Your instructions —
Lay out the lines of the listing below as a JSON list of strings, one string per line, with blank lines left out. Begin at the line that contains "Could you point at the blue tights" and continue through the end of the listing.

Stored data entries
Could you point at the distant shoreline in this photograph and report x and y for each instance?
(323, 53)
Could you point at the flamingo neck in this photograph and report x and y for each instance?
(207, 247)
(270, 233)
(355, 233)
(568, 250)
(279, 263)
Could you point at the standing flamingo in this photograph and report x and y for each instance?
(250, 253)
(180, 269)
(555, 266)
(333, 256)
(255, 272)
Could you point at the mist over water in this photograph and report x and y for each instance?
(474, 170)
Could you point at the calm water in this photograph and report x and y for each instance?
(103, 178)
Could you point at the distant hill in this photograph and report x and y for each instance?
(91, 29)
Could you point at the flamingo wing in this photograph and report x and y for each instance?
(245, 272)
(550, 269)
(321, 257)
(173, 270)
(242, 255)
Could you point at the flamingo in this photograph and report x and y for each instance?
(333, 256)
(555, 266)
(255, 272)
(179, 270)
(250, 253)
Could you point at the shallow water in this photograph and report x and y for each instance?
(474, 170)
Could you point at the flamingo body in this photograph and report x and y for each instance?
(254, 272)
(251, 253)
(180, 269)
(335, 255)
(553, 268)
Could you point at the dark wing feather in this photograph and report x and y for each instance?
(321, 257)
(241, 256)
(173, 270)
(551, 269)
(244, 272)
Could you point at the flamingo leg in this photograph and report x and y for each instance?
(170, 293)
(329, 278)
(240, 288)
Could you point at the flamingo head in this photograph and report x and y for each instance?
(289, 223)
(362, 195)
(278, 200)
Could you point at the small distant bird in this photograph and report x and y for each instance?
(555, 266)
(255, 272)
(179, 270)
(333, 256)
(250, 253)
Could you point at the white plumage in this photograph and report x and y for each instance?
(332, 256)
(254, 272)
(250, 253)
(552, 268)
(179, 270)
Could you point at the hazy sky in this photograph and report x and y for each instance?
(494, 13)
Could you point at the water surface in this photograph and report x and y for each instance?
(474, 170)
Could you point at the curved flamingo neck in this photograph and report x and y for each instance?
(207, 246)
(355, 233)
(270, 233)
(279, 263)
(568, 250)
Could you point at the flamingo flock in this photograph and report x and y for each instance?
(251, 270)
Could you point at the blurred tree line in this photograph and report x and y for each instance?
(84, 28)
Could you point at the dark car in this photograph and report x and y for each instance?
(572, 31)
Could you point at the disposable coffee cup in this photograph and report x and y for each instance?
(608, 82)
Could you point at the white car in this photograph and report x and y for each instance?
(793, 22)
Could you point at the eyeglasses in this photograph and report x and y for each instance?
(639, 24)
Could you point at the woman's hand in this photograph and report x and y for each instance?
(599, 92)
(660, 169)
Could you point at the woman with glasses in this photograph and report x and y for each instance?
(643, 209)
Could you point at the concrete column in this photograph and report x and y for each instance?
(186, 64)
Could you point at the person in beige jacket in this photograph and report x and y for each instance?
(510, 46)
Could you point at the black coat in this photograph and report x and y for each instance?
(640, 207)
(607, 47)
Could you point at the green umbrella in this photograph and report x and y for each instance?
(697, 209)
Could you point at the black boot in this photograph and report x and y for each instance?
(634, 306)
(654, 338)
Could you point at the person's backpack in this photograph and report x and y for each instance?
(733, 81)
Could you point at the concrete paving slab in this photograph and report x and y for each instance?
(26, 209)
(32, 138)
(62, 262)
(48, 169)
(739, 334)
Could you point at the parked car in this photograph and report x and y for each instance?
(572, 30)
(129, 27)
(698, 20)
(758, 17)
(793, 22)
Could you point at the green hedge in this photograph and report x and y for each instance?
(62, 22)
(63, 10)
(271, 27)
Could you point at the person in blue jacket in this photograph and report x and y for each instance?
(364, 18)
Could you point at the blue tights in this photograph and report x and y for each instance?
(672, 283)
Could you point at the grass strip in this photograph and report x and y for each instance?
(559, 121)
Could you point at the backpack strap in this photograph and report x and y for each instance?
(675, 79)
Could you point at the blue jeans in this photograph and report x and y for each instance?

Exercise solution —
[
  "Could you point at the blue tights in this photograph and report x and y for each instance?",
  "(672, 283)",
  "Could you point at the grass strip in this photograph and report x and y for each instance?",
  "(559, 121)",
  "Could you point at the backpack strap in this photograph and report x and y for each instance?",
  "(675, 79)",
  "Could you point at the blue jeans in this photograph and report x and y for each instance?"
]